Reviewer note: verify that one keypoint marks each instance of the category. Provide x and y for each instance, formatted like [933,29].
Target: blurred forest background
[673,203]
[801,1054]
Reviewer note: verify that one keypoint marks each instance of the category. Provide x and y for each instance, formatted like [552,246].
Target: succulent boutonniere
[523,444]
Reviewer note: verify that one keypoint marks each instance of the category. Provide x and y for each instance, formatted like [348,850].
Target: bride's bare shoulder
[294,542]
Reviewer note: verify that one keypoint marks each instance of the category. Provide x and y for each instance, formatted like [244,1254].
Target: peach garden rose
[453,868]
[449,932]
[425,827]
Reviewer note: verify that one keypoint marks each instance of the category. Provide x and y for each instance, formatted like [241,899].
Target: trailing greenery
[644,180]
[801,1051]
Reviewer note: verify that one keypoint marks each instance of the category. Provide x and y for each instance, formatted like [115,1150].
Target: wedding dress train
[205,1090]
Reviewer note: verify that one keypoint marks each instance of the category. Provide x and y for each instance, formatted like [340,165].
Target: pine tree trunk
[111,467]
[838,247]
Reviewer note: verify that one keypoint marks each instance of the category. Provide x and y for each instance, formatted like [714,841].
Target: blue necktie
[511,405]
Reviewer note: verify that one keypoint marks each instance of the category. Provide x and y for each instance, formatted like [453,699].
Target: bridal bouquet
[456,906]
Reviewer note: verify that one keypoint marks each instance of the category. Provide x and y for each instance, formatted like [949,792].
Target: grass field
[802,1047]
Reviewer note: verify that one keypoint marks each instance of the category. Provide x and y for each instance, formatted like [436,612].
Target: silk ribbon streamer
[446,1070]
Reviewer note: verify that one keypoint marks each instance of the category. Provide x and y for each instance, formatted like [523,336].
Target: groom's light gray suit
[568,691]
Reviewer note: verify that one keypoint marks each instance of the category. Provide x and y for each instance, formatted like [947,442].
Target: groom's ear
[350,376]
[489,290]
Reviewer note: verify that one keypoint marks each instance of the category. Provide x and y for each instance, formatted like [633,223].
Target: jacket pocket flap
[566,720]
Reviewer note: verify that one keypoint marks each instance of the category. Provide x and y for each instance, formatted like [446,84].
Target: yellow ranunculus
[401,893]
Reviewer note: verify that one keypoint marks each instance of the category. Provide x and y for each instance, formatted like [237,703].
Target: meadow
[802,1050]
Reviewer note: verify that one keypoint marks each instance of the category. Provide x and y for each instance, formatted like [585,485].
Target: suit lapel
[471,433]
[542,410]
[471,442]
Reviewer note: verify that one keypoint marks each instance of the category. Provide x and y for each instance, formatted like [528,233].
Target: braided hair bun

=== Zu erledigen ===
Schreib die Einträge ab der Zeile mit „formatted like [949,792].“ bis zum Ende noch einmal ab und ersetze dabei „Target“ durch „Category“. Alles andere bleibt unverändert.

=== Schriftliche Lösung ===
Reviewer note: verify that one keypoint marks each instance of the category. Provide x and y for each instance, formatted like [949,792].
Category: grass field
[802,1047]
Reviewer note: verify that one keypoint marks each instance of the category. Provide x and y for each instance, formatted like [436,612].
Category: silk ribbon streamer
[446,1070]
Reviewer note: verify that one keypoint marks each instance of the category. Provide x and y for each instance, formatted like [523,336].
Category: groom's light gray suit
[568,691]
Reviewer note: verify that one keypoint marks each instance of the category. Provide x and y for each instance, formatted like [947,442].
Category: groom's ear
[350,376]
[489,290]
Reviewer note: verify that one keypoint marks each instance of the category. Provide x and y for each instance, formatted like [633,223].
Category: jacket pocket flap
[566,720]
Reviewer note: verify that one keypoint marks each instance of the category. Provide x and y for each instance, formatted like [446,84].
Category: yellow ranunculus
[401,893]
Reviewer note: verify that one keypoint marks each instance of the category. Provide x and y for each instance, formatted like [237,703].
Category: meadow
[802,1050]
Reviewer note: verify that one keypoint marks each instance of the category. Provide x and y for each instance, formatted like [585,485].
Category: suit lapel
[471,433]
[542,410]
[471,442]
Reviewer note: verify that one keypoint marks each instance of the category. Provide x and y for each instance, formatted like [528,233].
Category: braided hair bun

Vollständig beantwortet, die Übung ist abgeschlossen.